#### ページ抜粋:

============

説明

撮像装置、及びその制御方法とそのプログラム

【課題】 画像ファイルの記録が、位置情報をログファイルとして記録する処理によって妨げられる場合があった。
【解決手段】 画像を記録媒体に記録する画像記録処理を行う画像記録手段と、外部装置から位置情報を取得する測位手段と、前記位置情報をログファイルとして前記記録媒体に記録する位置記録手段とを有し、前記位置記録手段は、前記画像記録処理が実行される場合は、位置情報をログファイルとして前記記録媒体に記録しないことを特徴とする。

【発明の詳細な説明】
【技術分野】
【0001】
本発明は、位置情報を取り扱い可能な撮像装置、及びその制御方法とそのプログラムに関するものである。
【背景技術】
【0002】
GPSロガーのような、位置情報を定期的に取得し、ユーザの移動軌跡をログデータとして記録する装置が知られている。例えば、特許文献1には位置情報を定期的に記録し、移動経路を表すログデータを生成するロギング処理を実行する機能を備えたGPSロガーが記載されている。GPSロガーにより生成されたログデータは、GPSロガーの記録媒体に記録される。
【0003】
一方、近年ではデジタルカメラとGPSとを連携させる例も知られてきており、例えば画像データに位置情報を付加する機能を持つデジタルカメラなど、様々な応用例が考えられる。
【先行技術文献】
【特許文献】
【0004】
【特許文献1】特開2001‐143040号公報
【発明の概要】
【発明が解決しようとする課題】
【0005】
上述のようなデジタルカメラの例の一つとして、上述のGPSロガーの機能を、デジタルカメラに搭載することが考えられる。このようなデジタルカメラでは、自機に搭載されたGPSの機能により取得された位置情報をログデータとしてデジタルカメラに接続された記録媒体に記録すると考えられる。
【0006】
しかしながら、この記録媒体には、デジタルカメラの主要な機能である撮影処理によって取得された画像データも記録される。つまり、撮影した画像データを記録媒体に記録する処理と、位置情報をログデータとして記録媒体に記録する処理とが並行して実行されてしまう可能性があった。そのため、位置情報を記録するために記録媒体にアクセスしている間に撮影処理を行った場合、撮影した画像データを記録媒体に記録する処理が滞ってしまうことが考えられる。
【0007】
本発明は、上記の点を鑑み、記録媒体へのアクセスを適切に制御することを目的とするものである。

============

#### 提供データ:
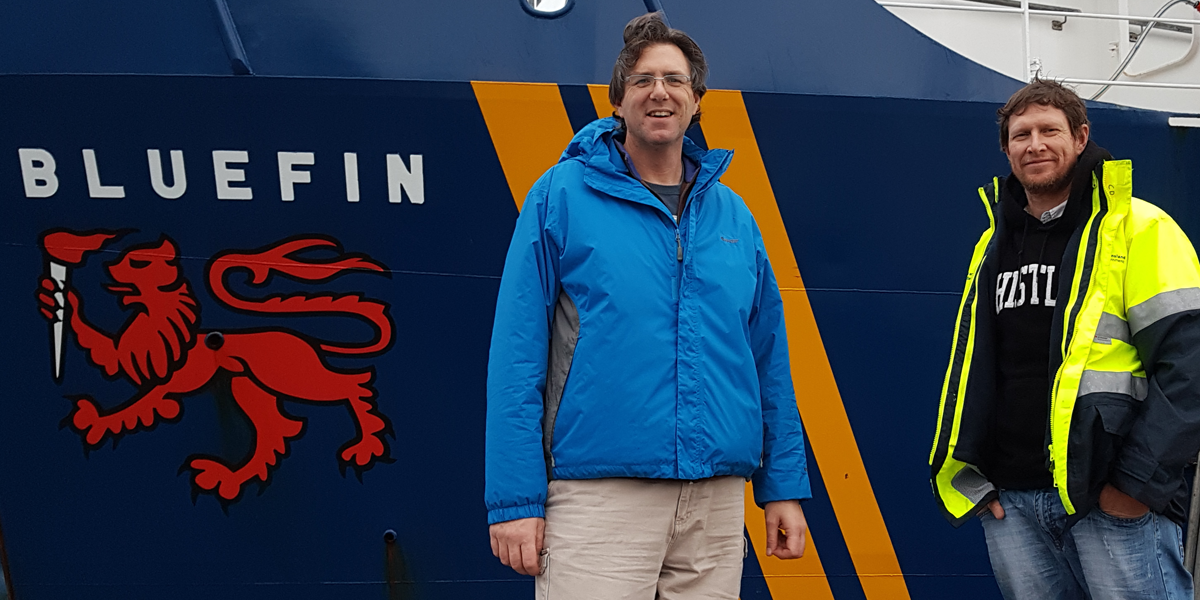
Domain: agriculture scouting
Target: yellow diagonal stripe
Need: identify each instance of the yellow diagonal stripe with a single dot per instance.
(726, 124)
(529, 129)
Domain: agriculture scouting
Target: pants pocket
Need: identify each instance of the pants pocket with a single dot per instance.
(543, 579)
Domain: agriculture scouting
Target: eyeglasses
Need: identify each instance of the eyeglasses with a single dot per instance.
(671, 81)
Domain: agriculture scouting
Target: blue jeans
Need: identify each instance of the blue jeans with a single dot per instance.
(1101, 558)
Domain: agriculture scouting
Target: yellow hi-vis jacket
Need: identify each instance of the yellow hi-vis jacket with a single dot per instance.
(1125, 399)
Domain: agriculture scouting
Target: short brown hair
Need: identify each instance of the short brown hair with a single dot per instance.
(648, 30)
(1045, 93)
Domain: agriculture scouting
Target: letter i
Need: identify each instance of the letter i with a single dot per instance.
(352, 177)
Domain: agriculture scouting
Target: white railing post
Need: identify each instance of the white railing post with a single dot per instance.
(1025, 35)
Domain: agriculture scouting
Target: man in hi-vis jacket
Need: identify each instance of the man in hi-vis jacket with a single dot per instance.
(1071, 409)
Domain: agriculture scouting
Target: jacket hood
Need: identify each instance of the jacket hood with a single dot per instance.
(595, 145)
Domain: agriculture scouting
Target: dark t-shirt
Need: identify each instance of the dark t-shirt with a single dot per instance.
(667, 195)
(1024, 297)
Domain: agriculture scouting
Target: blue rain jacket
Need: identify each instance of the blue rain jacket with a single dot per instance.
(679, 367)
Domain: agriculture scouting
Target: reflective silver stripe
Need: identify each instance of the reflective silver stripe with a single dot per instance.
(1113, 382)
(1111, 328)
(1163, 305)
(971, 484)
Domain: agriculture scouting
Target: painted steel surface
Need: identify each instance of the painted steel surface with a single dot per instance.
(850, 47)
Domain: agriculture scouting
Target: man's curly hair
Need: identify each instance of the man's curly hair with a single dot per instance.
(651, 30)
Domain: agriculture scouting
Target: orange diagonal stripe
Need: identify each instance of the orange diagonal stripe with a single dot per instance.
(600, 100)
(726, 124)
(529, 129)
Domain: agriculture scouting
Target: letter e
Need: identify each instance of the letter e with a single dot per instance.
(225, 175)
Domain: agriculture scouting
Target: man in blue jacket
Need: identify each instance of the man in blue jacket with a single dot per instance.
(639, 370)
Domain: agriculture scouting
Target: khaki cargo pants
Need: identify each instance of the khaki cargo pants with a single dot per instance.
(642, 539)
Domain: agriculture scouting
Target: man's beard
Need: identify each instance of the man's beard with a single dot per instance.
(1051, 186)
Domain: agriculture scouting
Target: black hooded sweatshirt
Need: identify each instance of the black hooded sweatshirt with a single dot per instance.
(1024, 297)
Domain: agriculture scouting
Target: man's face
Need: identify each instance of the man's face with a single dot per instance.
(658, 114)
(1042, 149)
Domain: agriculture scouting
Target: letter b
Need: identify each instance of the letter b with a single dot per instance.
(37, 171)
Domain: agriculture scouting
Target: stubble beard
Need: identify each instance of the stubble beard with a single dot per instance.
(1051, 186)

============

#### 作業指示:
次の(a)〜(c)がページ抜粋の内容と一致するかを判定せよ。それぞれ「はい」か「いいえ」で答え、根拠となる本文の語句をそのまま引用すること。
(a) GPSロガーが生成したログデータは、GPSロガーの記録媒体に記録される。
(b) 位置記録手段は、画像記録処理が実行される場合でも位置情報をログファイルとして記録媒体に記録する。
(c) 本発明の目的は、位置情報の取得精度を高めることである。

#### 解答:
(a) はい。「GPSロガーにより生成されたログデータは、GPSロガーの記録媒体に記録される。」
(b) いいえ。「前記位置記録手段は、前記画像記録処理が実行される場合は、位置情報をログファイルとして前記記録媒体に記録しない」
(c) いいえ。「記録媒体へのアクセスを適切に制御することを目的とするものである。」